» THE PROBLEM
Quote all of the data below exactly, please.
---------- DATASET
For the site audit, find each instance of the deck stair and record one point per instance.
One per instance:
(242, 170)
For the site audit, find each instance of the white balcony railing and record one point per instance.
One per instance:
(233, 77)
--------------------
» FINISHED TASK
For the site audit, find each instance of the deck stair and record one point per instance.
One per instance:
(242, 170)
For the site audit, find each instance of the white balcony railing and record one point per instance.
One per instance:
(233, 77)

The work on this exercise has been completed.